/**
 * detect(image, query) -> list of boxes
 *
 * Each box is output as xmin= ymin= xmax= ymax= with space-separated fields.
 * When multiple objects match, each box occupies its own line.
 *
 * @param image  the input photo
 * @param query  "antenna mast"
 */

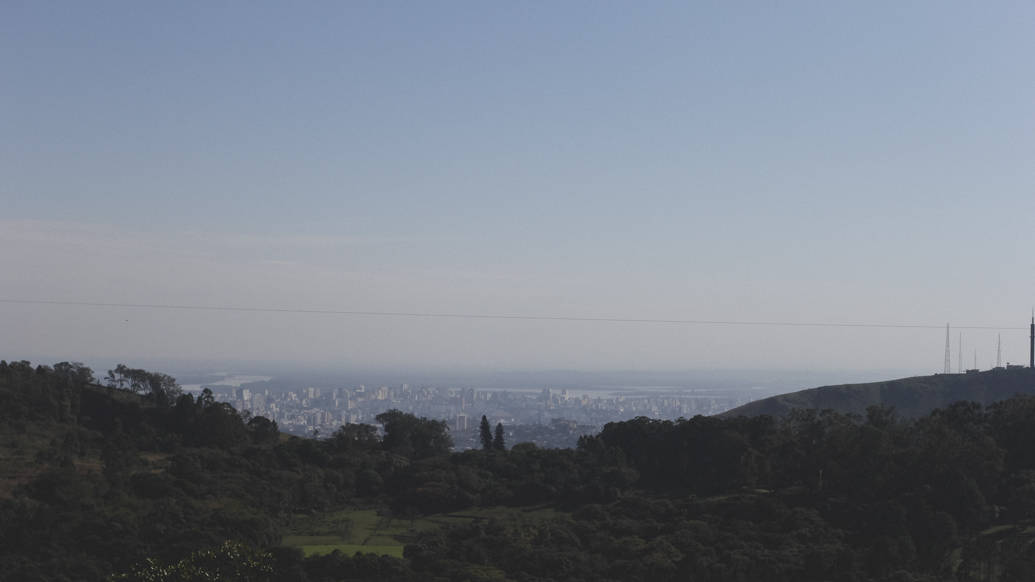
xmin=956 ymin=331 xmax=964 ymax=374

Task: Please swap "antenna mast" for "radio tower" in all the records, leaving everything else unchanged, and omit the pictures from your answer.

Exercise output:
/**
 * detect(image, query) -> list of boxes
 *
 * Each box is output as xmin= ymin= xmax= ymax= with space-separated fields.
 * When multiple objects match, each box occupies its own line.
 *
 * @param image  the input photo
 * @param query  "radio tower"
 */

xmin=956 ymin=331 xmax=964 ymax=374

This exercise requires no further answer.